**READING PASSAGE**
Recognizing the anti-Asian racism of my Iowa youth

A childhood friend texted recently. She was angry about the gunman who attacked a series of Atlanta spas, killing eight people including six of Asian descent. She worried about the attacks on elder Asians in San Francisco.

My friend is of Chinese descent. Her father was an Iowa farmer who fought in the Vietnam war. He met and married a Chinese woman. They settled in Winterset. They opened a Chinese restaurant on the edge of town.

My friend struggled growing up. She was the only minority face in our class and among a very small number of minorities in Winterset. This is typical of most small towns in Iowa.

But until recently, until the protests over George Floyd’s death at the hands of a Minneapolis police officer last summer, I never bothered to look at the world from my friend’s perspective.

She was the only person who looked like her. We grew up in the 1980s and anti-Asian talk was common. Parents remembered Vietnam. Grandparents remembered World War II.

People still gave cold stares to anyone who bought a Japanese car.

**DIRECTIVE 1**
Reproduce everything in the Iowa passage from "She was the only person" down to "World War II." verbatim.
The Iowa passage and the rows have no connection to each other.

**SUPPLIED MATERIAL**
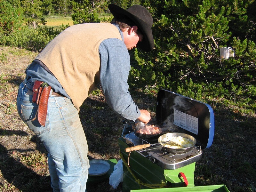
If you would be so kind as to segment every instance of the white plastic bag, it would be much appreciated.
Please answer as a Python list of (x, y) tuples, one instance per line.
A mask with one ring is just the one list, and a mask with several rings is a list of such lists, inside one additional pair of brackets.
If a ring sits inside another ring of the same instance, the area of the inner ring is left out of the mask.
[(235, 51), (231, 47), (221, 47), (220, 48), (220, 59), (228, 59), (230, 57), (235, 56)]
[(120, 182), (123, 182), (123, 161), (120, 159), (114, 166), (114, 170), (109, 177), (109, 184), (114, 189), (117, 188)]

**DIRECTIVE 2**
Report how many lines of the rows contain the string "list", matching case exactly, and give only that number.

**TASK RESULT 1**
She was the only person who looked like her. We grew up in the 1980s and anti-Asian talk was common. Parents remembered Vietnam. Grandparents remembered World War II.

**TASK RESULT 2**
2